** Opening Supplied data block **

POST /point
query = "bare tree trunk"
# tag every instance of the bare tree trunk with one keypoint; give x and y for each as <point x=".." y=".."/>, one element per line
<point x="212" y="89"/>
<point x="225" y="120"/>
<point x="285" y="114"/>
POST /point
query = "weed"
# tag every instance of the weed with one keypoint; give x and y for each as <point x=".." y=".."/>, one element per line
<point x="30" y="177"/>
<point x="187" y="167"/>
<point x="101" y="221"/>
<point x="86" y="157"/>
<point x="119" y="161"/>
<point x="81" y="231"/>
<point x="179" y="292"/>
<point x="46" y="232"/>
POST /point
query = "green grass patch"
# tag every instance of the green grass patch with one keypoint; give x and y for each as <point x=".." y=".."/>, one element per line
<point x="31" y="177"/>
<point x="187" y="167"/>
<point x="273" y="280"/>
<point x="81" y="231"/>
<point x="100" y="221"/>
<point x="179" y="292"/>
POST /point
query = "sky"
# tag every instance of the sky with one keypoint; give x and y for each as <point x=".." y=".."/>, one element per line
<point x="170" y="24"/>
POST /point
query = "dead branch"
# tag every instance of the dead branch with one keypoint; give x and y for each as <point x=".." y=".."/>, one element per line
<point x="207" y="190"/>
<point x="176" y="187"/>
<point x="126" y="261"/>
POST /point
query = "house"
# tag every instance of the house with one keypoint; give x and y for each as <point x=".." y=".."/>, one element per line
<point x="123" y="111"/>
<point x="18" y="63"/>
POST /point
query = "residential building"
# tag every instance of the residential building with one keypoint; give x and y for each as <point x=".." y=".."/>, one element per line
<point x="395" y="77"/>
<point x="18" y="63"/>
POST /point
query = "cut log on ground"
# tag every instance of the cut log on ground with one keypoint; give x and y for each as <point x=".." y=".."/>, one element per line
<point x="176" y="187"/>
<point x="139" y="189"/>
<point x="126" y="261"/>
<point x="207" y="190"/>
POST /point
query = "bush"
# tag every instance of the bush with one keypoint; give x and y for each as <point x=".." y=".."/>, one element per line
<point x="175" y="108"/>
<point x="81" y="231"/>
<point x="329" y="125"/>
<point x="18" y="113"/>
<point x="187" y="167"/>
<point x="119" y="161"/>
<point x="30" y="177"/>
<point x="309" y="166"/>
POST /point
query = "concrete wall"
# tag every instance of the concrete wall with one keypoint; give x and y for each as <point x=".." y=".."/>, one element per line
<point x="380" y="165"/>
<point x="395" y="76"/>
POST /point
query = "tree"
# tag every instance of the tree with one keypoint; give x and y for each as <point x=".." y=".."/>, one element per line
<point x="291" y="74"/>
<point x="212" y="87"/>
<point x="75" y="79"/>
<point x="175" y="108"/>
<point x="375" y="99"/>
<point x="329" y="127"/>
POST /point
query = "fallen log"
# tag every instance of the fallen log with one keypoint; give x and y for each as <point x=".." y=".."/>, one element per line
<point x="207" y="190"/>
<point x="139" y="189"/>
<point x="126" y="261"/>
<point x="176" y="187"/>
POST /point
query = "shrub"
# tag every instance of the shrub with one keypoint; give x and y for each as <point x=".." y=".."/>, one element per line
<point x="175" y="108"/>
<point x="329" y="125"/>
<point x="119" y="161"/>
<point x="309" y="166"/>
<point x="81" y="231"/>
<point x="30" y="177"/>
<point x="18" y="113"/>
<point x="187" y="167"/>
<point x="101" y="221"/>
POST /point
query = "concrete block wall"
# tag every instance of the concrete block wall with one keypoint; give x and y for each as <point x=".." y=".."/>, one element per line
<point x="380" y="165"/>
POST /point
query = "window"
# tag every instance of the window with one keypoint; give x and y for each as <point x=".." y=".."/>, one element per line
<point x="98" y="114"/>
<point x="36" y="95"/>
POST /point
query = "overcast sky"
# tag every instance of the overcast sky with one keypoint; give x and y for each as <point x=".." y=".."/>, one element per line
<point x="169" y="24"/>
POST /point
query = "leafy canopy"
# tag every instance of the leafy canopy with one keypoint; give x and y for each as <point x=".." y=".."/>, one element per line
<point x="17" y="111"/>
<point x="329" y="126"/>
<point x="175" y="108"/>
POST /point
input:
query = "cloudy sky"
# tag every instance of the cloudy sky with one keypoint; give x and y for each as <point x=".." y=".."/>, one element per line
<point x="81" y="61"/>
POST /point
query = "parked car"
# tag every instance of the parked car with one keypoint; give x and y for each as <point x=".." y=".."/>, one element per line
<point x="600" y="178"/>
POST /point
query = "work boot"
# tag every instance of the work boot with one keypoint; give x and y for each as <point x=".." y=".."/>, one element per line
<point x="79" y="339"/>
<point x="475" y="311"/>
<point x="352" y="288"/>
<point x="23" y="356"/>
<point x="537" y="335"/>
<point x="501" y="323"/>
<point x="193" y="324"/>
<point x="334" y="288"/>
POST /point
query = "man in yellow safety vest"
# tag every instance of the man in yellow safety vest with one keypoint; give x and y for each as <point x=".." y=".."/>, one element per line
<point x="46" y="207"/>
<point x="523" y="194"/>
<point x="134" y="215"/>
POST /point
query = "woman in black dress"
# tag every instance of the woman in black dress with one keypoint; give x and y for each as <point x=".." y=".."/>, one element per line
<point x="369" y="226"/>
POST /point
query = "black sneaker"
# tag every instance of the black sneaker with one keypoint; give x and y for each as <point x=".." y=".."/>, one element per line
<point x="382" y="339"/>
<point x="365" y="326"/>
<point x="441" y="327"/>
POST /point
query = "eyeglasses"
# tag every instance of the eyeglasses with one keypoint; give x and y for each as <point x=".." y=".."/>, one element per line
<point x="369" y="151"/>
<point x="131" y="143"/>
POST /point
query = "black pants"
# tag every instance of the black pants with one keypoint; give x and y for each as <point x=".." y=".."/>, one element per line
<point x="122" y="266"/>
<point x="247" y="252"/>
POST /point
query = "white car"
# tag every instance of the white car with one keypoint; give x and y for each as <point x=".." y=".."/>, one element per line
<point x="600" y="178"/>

** Closing Supplied data block **

Nothing in the data may be omitted; transcribe it exactly.

Exercise response:
POST /point
query = "bare tree trunk"
# tag every instance of the bare tree trunk with one keypoint; give x and y for each as <point x=".." y=".."/>, one element per line
<point x="212" y="89"/>
<point x="225" y="120"/>
<point x="285" y="114"/>
POST /point
query = "weed"
# tag every instance of the weed with one keypoint; give x and y for each as <point x=".." y=".."/>, one element per line
<point x="30" y="177"/>
<point x="187" y="167"/>
<point x="101" y="221"/>
<point x="86" y="157"/>
<point x="119" y="161"/>
<point x="81" y="231"/>
<point x="179" y="292"/>
<point x="46" y="232"/>
POST /point
query = "green grass patch"
# tag every instance of the green grass patch with one keypoint; give x and y for each as <point x=".." y=".."/>, one element per line
<point x="31" y="177"/>
<point x="187" y="167"/>
<point x="273" y="280"/>
<point x="81" y="231"/>
<point x="100" y="221"/>
<point x="179" y="292"/>
POST /point
query = "sky"
# tag every instance of the sky with one keypoint; give x and y for each as <point x=".." y=".."/>, one element per line
<point x="170" y="24"/>
POST /point
query = "dead branch"
# tag every instance of the dead branch with one keypoint; give x and y for each as <point x=".." y=".."/>, one element per line
<point x="207" y="190"/>
<point x="176" y="187"/>
<point x="126" y="261"/>
POST /point
query = "house"
# tag every instance of the house with one keypoint; give x and y for each as <point x=".." y=".."/>, one element per line
<point x="123" y="111"/>
<point x="18" y="63"/>
POST /point
query = "residential building"
# tag every instance of the residential building with one keypoint; give x and y for each as <point x=".." y=".."/>, one element per line
<point x="395" y="77"/>
<point x="18" y="63"/>
POST /point
query = "cut log on ground"
# tag every instance of the cut log on ground with one keypoint; give x and y for each as <point x=".." y=".."/>, one element per line
<point x="176" y="187"/>
<point x="139" y="189"/>
<point x="126" y="261"/>
<point x="207" y="190"/>
POST /point
query = "bush"
# tag every instance of the bush with one keypoint; give x and y for each as <point x=".." y=".."/>, one element per line
<point x="175" y="108"/>
<point x="81" y="231"/>
<point x="329" y="125"/>
<point x="18" y="113"/>
<point x="187" y="167"/>
<point x="119" y="161"/>
<point x="30" y="177"/>
<point x="309" y="166"/>
POST /point
query = "concrete wall"
# tag every instance of the concrete wall with one keypoint; give x and y for each as <point x=".." y=".."/>, one element per line
<point x="380" y="165"/>
<point x="395" y="76"/>
POST /point
query = "tree"
# tag every instance of the tree with one keypoint; give x and y for each as <point x=".." y=".."/>, one element per line
<point x="291" y="74"/>
<point x="212" y="87"/>
<point x="75" y="79"/>
<point x="175" y="108"/>
<point x="375" y="99"/>
<point x="329" y="127"/>
POST /point
query = "fallen log"
# tag every instance of the fallen log with one keypoint; give x and y for each as <point x=".." y=".."/>, one element per line
<point x="207" y="190"/>
<point x="139" y="189"/>
<point x="126" y="261"/>
<point x="176" y="187"/>
POST /point
query = "shrub"
# tag every instance of the shrub with one keypoint; give x and y for each as <point x=".." y=".."/>, one element per line
<point x="175" y="108"/>
<point x="329" y="125"/>
<point x="119" y="161"/>
<point x="309" y="166"/>
<point x="81" y="231"/>
<point x="30" y="177"/>
<point x="18" y="113"/>
<point x="187" y="167"/>
<point x="101" y="221"/>
POST /point
query = "concrete block wall"
# tag every instance of the concrete block wall with one keypoint; give x and y for each as <point x=".." y=".."/>, one element per line
<point x="380" y="165"/>
POST /point
query = "window"
# tag every instance of the window with one keypoint; give x and y for each as <point x=".." y=".."/>, one element per line
<point x="98" y="114"/>
<point x="36" y="95"/>
POST /point
query = "overcast sky"
# tag every instance of the overcast sky with one keypoint; give x and y for each as <point x=".." y=".."/>, one element per line
<point x="169" y="24"/>
POST /point
query = "leafy canopy"
# tag every instance of the leafy canopy with one keypoint; give x and y for each as <point x=".." y=".."/>, one element per line
<point x="17" y="111"/>
<point x="329" y="126"/>
<point x="175" y="108"/>
POST /point
input:
query = "cloudy sky"
# tag every instance of the cloudy sky with one keypoint; give x and y for each as <point x=".." y=".."/>, one element per line
<point x="81" y="61"/>
POST /point
query = "parked car"
# tag every instance of the parked car with one keypoint; give x and y for each as <point x=".." y=".."/>, one element per line
<point x="600" y="178"/>
POST /point
query = "work boot"
# tag every instance of the work boot with one keypoint; give x and y for each as <point x=".." y=".."/>, one element per line
<point x="79" y="339"/>
<point x="475" y="311"/>
<point x="352" y="288"/>
<point x="23" y="356"/>
<point x="537" y="335"/>
<point x="501" y="323"/>
<point x="193" y="324"/>
<point x="334" y="288"/>
POST /point
query = "man in yellow safety vest"
# tag every instance of the man in yellow safety vest with one keypoint; give x and y for each as <point x=".." y=".."/>, one element per line
<point x="46" y="207"/>
<point x="523" y="194"/>
<point x="134" y="215"/>
POST /point
query = "woman in black dress"
# tag every instance of the woman in black dress with one keypoint; give x and y for each as <point x=".." y=".."/>, one element per line
<point x="369" y="226"/>
POST /point
query = "black sneaker"
# tag every instance of the black sneaker with one keypoint; give x and y for each as <point x=".." y=".."/>, one element per line
<point x="382" y="339"/>
<point x="365" y="326"/>
<point x="441" y="327"/>
POST /point
query = "eyeglasses"
# tag every instance of the eyeglasses with one keypoint; give x and y for each as <point x=".." y=".."/>, one element per line
<point x="369" y="151"/>
<point x="131" y="143"/>
POST /point
query = "black pants"
# tag every instance of the black pants with one keypoint; give x and y for each as <point x=".." y=".."/>, one element per line
<point x="122" y="266"/>
<point x="247" y="252"/>
POST /point
query = "white car"
# tag every instance of the white car with one keypoint; give x and y for each as <point x=".." y=".."/>, one element per line
<point x="600" y="178"/>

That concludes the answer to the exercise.